(Raw records)

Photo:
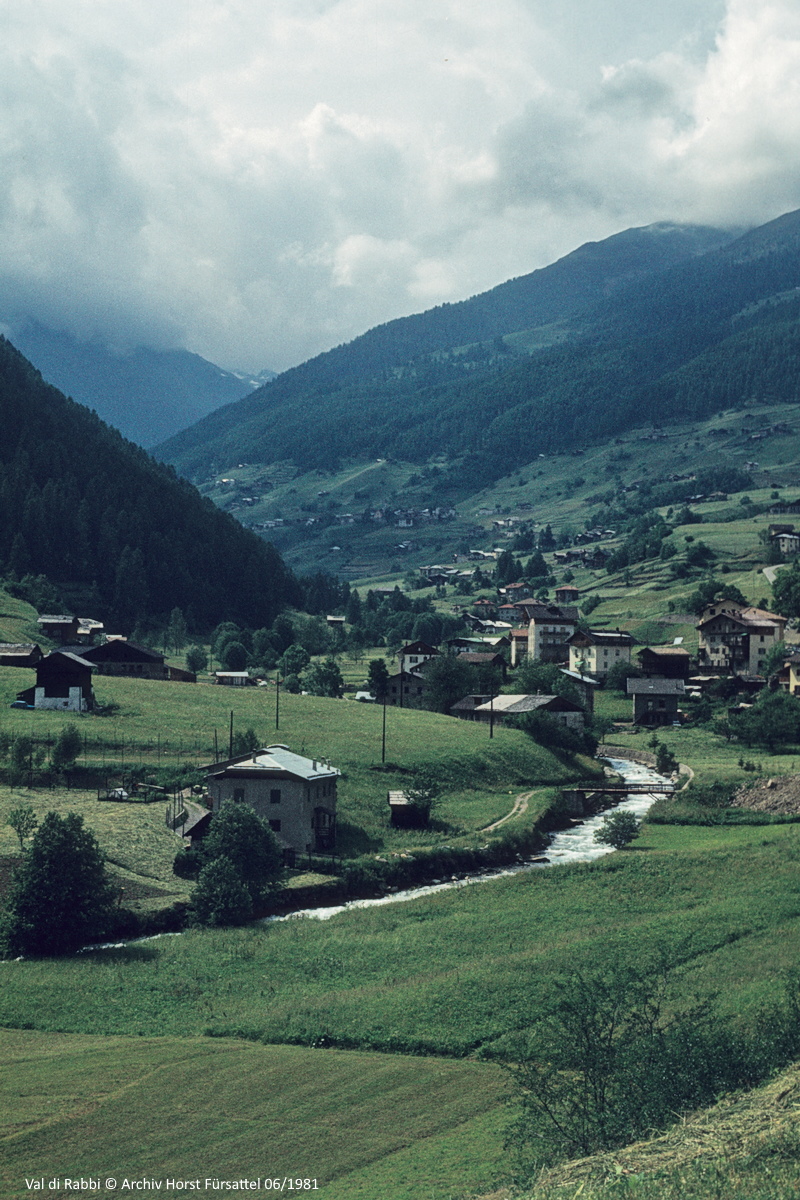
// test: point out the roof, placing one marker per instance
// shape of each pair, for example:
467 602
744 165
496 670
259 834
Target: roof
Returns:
603 636
581 678
655 687
477 659
527 705
276 760
536 611
64 654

▶ [EXERCISE TASK]: Replace every "roof" in the rows above with "chimney" and return the rows otherwise unchanged, without the pictures.

▶ [FULL ANSWER]:
Photo:
// test: point out the chimney, placing one marker per instance
// shape of each pair, for example:
467 602
744 165
496 670
259 834
Target: chimney
Returns:
603 636
581 678
655 687
477 659
527 705
276 760
536 611
64 654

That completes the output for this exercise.